Task prompt: Begin at the line containing "Point to the printed" and end at the final line of the entries. Please reproduce those lines exactly.

.....

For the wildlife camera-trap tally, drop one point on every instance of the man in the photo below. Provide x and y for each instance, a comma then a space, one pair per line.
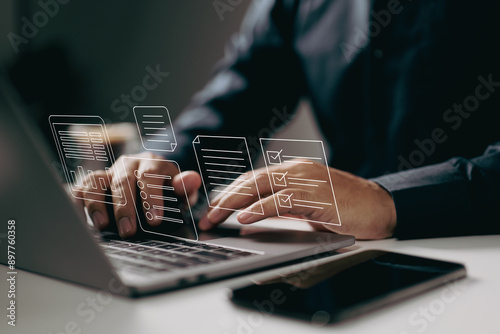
405, 92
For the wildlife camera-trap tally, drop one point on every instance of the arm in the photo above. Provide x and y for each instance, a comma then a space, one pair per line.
260, 72
457, 197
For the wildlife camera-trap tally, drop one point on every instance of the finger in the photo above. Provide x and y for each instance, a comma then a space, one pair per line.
124, 191
190, 182
94, 201
285, 197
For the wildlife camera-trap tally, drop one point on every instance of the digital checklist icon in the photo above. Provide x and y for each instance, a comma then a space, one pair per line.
274, 157
285, 201
279, 179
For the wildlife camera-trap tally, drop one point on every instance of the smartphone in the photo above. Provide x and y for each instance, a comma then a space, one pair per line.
347, 287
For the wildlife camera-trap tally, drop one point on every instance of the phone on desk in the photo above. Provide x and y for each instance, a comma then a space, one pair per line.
347, 287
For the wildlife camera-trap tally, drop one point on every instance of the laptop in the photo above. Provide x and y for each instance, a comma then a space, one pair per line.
54, 238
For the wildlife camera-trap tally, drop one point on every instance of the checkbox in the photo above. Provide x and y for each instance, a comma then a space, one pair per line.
279, 179
285, 201
274, 157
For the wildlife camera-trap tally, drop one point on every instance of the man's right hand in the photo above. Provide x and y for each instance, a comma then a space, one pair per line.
125, 215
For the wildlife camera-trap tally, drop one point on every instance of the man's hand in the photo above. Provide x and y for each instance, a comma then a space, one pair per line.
366, 209
125, 216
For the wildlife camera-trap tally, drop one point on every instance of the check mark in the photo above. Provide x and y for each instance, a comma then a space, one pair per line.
285, 200
274, 157
279, 179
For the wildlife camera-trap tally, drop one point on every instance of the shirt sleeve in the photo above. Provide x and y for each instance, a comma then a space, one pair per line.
454, 198
254, 89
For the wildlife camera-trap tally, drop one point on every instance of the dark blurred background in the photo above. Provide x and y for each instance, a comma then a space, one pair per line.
90, 52
86, 57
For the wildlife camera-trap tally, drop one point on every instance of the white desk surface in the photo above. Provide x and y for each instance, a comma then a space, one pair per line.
47, 305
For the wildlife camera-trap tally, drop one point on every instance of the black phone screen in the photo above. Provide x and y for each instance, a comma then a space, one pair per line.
349, 286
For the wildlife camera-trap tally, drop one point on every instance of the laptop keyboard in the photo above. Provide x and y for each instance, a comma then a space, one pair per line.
147, 256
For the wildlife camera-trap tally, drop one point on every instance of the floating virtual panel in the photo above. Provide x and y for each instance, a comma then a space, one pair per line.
84, 147
161, 208
155, 128
222, 160
281, 157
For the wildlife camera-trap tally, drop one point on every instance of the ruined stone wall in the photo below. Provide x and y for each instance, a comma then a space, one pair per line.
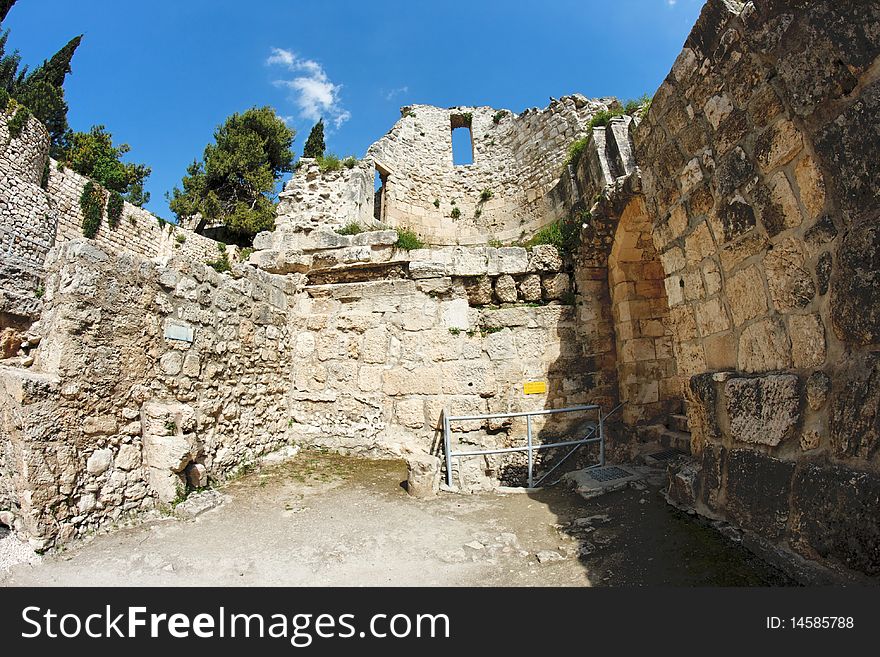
139, 232
760, 176
27, 221
377, 361
147, 380
518, 158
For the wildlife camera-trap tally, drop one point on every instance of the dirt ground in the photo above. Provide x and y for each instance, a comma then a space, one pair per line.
324, 519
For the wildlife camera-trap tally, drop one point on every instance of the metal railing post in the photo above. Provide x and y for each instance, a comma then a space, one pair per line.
529, 443
447, 449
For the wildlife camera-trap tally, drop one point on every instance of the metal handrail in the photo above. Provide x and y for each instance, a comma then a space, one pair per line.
530, 448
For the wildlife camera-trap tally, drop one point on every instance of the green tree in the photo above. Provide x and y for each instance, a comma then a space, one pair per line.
315, 143
234, 183
93, 155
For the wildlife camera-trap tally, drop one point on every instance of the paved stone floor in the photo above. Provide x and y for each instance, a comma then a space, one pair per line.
324, 519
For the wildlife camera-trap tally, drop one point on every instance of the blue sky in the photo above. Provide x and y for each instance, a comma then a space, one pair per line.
161, 75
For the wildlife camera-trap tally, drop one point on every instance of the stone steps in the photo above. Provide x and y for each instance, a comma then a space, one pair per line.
678, 422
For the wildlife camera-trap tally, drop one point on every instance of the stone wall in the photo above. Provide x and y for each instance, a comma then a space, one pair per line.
139, 232
759, 173
27, 224
518, 158
148, 380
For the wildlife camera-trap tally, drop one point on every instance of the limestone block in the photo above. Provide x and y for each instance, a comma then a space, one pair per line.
469, 261
764, 346
427, 269
479, 290
423, 475
374, 348
505, 289
818, 387
807, 340
411, 412
763, 410
791, 286
745, 295
545, 258
530, 288
100, 425
99, 461
128, 458
196, 475
811, 185
778, 145
454, 314
508, 260
555, 286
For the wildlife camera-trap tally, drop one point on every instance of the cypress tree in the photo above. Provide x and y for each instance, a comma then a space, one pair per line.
315, 143
5, 6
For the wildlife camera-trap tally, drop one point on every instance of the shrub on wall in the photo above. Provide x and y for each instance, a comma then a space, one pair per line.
91, 202
407, 240
18, 122
115, 205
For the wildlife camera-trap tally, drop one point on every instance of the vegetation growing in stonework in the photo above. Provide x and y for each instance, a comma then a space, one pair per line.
351, 228
329, 162
41, 90
235, 182
93, 155
91, 202
115, 205
564, 234
221, 264
315, 145
18, 122
407, 240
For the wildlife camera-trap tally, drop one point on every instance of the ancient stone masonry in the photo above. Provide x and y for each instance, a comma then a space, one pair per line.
757, 163
150, 380
724, 293
517, 158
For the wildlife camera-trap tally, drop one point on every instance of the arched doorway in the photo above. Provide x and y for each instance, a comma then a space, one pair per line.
649, 386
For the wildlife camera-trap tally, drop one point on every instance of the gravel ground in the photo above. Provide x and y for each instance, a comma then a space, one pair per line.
14, 552
323, 519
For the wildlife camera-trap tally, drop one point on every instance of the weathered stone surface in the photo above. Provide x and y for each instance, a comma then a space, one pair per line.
545, 258
855, 407
423, 478
855, 286
764, 346
790, 284
835, 516
99, 461
763, 410
758, 488
530, 288
505, 289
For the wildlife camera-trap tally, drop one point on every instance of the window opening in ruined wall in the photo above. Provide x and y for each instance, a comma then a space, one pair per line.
462, 140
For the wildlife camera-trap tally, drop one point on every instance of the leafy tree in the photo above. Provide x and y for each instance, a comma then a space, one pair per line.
315, 146
41, 91
234, 183
93, 155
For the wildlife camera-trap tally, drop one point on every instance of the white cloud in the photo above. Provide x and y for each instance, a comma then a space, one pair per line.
396, 92
313, 92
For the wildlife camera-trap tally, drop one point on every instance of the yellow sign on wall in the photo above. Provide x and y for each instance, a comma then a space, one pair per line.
535, 387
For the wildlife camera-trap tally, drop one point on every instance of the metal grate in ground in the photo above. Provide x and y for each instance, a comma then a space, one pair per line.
608, 473
666, 454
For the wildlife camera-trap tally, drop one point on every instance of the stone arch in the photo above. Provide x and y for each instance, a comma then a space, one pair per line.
647, 375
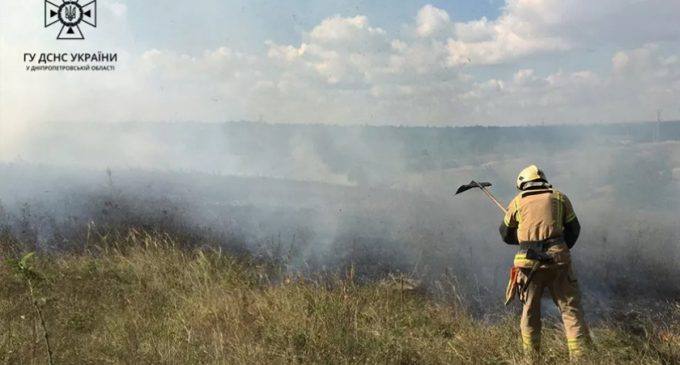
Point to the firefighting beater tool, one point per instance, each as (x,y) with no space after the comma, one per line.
(541,258)
(483,186)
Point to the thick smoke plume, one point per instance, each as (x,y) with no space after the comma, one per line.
(323,199)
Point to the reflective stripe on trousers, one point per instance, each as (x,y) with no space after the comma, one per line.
(563,287)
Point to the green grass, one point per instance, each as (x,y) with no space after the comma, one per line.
(140,299)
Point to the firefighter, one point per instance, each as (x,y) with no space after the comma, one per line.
(542,222)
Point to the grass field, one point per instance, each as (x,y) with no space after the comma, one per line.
(140,299)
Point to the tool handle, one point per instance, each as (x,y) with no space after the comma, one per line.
(493,198)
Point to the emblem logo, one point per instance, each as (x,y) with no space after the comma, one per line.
(71,14)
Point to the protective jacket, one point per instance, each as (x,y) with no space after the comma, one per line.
(543,219)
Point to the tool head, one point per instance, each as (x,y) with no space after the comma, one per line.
(472,184)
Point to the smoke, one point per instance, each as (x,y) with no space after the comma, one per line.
(320,199)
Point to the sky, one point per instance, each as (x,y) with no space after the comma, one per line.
(481,62)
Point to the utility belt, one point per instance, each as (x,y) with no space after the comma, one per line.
(541,246)
(531,256)
(532,252)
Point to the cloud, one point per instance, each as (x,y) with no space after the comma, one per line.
(435,70)
(431,20)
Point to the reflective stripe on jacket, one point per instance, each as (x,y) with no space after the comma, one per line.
(539,215)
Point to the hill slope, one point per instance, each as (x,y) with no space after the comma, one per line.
(141,298)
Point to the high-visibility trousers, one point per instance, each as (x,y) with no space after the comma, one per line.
(563,287)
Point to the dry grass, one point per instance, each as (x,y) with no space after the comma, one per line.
(141,299)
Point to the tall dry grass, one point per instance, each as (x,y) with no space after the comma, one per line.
(141,299)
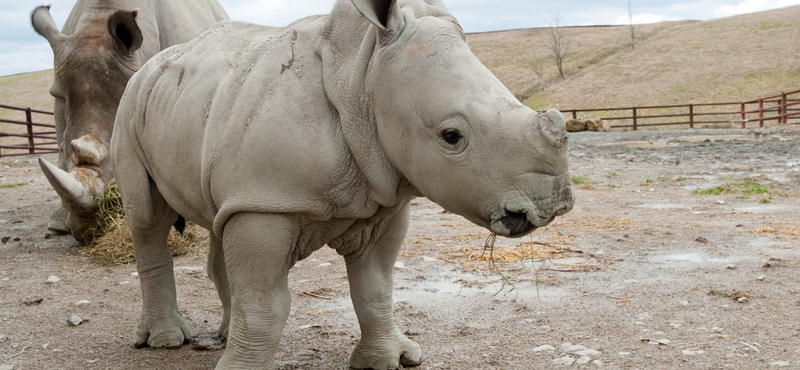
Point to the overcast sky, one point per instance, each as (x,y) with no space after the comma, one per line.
(22,50)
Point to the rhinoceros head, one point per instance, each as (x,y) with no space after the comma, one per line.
(91,67)
(454,131)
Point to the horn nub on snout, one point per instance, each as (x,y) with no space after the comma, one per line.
(79,187)
(553,127)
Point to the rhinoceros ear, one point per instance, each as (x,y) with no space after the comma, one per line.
(123,28)
(44,25)
(379,12)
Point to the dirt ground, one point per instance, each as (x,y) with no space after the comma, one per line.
(642,274)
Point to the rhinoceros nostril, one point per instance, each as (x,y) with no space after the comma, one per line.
(517,223)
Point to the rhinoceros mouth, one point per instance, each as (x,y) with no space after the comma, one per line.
(517,224)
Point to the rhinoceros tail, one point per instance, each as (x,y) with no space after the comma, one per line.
(180,225)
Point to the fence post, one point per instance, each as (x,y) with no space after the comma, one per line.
(744,115)
(29,120)
(784,109)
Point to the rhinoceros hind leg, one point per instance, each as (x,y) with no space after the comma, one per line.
(258,251)
(219,276)
(382,345)
(58,222)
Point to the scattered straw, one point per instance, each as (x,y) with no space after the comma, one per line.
(787,230)
(110,240)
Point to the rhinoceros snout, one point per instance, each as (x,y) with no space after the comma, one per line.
(517,224)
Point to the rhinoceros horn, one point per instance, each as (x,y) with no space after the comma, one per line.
(79,187)
(553,127)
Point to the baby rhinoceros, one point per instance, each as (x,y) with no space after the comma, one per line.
(282,140)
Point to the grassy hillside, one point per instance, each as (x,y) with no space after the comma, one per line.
(729,59)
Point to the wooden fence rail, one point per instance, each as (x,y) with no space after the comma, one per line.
(38,138)
(782,109)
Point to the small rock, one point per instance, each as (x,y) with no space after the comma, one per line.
(544,348)
(573,348)
(74,320)
(34,302)
(584,360)
(566,361)
(693,353)
(588,352)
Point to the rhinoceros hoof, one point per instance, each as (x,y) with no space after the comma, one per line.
(386,354)
(223,326)
(169,332)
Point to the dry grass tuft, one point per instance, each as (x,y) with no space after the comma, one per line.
(787,230)
(111,239)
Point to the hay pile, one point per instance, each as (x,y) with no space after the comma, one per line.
(110,238)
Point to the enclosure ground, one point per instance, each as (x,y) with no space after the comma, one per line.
(642,274)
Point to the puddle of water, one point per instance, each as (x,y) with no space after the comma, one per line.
(760,208)
(663,206)
(425,291)
(687,259)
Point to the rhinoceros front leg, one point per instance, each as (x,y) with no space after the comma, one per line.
(257,250)
(59,222)
(219,276)
(369,270)
(150,219)
(161,325)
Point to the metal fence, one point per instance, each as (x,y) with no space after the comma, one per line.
(25,136)
(778,109)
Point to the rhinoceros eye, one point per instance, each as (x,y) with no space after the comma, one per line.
(451,136)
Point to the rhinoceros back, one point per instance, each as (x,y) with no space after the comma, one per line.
(237,120)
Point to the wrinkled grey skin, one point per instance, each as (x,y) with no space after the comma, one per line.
(103,43)
(283,140)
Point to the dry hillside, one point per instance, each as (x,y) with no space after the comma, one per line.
(729,59)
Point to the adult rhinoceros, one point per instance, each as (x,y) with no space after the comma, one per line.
(102,44)
(283,140)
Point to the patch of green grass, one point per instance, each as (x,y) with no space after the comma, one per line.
(717,190)
(13,185)
(581,180)
(746,188)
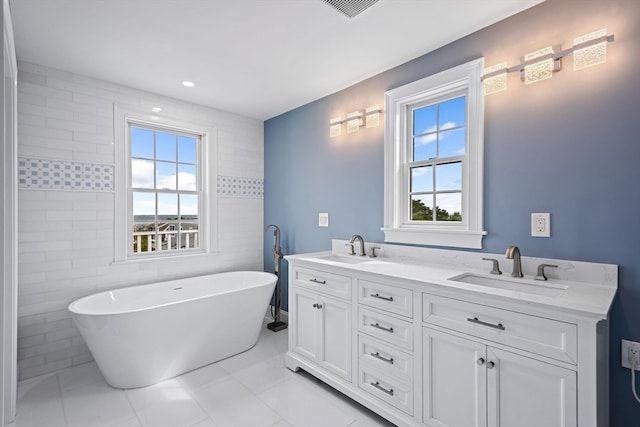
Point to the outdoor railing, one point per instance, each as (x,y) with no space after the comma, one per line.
(145,241)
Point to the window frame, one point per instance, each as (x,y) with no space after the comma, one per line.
(399,103)
(156,191)
(125,118)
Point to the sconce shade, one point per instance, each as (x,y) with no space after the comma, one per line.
(354,121)
(590,55)
(496,82)
(541,70)
(372,116)
(335,127)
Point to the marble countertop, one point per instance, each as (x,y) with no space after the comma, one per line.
(589,288)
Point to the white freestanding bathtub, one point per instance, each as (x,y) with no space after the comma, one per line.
(142,335)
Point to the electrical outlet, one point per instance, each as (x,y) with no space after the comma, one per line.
(323,219)
(630,355)
(541,225)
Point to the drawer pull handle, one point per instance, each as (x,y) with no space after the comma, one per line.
(491,325)
(379,387)
(384,359)
(377,326)
(381,297)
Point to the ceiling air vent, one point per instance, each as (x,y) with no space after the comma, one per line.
(350,8)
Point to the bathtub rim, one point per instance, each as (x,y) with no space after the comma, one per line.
(72,307)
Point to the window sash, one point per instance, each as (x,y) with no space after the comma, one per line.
(193,240)
(399,105)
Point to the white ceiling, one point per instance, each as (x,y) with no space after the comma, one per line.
(258,58)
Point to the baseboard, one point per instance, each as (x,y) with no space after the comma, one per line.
(284,316)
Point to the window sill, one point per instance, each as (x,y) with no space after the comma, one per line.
(450,238)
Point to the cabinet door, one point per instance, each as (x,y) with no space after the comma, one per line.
(305,328)
(336,336)
(524,392)
(454,381)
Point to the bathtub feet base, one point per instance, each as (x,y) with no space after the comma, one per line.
(277,326)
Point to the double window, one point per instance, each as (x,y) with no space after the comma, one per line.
(433,159)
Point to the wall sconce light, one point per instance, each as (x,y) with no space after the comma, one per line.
(355,120)
(335,127)
(587,50)
(497,82)
(539,65)
(590,49)
(372,116)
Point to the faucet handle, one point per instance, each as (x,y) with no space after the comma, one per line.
(495,267)
(353,252)
(540,275)
(372,249)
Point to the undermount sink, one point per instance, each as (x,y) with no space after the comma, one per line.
(355,259)
(512,284)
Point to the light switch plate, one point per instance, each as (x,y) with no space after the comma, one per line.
(541,225)
(323,219)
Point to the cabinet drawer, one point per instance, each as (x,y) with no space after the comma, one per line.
(384,358)
(321,281)
(390,298)
(387,328)
(388,389)
(546,337)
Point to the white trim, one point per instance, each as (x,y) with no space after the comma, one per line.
(467,234)
(9,197)
(208,202)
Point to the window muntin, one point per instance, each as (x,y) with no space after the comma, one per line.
(435,163)
(165,194)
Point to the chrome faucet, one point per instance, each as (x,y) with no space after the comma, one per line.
(514,253)
(353,240)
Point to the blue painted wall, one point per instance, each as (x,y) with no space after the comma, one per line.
(569,146)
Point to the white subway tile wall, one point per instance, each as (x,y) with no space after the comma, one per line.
(66,225)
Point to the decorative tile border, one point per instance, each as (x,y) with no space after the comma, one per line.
(235,186)
(44,174)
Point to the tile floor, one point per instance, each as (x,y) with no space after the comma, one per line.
(252,389)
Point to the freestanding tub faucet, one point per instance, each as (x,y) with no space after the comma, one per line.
(514,253)
(353,240)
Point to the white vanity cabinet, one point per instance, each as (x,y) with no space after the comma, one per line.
(420,352)
(320,324)
(469,383)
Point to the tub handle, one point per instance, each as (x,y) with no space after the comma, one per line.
(377,326)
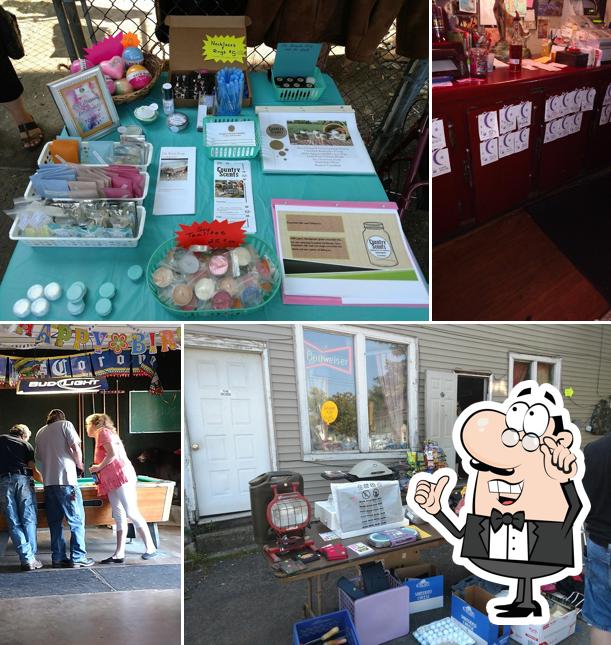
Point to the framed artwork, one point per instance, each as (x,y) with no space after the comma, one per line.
(85,104)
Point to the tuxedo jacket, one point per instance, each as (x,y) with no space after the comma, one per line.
(548,542)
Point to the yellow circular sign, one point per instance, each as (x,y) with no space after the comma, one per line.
(329,412)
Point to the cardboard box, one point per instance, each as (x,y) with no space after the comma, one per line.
(553,632)
(470,611)
(187,36)
(425,588)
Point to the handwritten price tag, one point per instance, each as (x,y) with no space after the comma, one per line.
(224,49)
(216,235)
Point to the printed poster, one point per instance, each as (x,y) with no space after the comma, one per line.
(233,193)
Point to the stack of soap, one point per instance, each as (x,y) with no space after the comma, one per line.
(103,306)
(440,632)
(76,298)
(87,182)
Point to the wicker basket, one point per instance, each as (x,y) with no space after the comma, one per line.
(154,66)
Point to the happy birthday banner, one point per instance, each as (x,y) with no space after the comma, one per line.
(74,337)
(86,365)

.....

Solution:
Point to the printed poster, one point per instance, each as (x,y) with no space after the comma, one per line.
(233,193)
Point to the stack of soap, one point per instance, each as (x,y) with no space after the comma, one per line.
(103,306)
(440,632)
(76,298)
(87,182)
Point to the wicker basket, one point per instance, each as (x,y) with no space after the comma, one per line.
(154,66)
Point to the happy birthday banner, one point per instance, each as (x,y) with no space after the comma, one per line.
(74,337)
(86,365)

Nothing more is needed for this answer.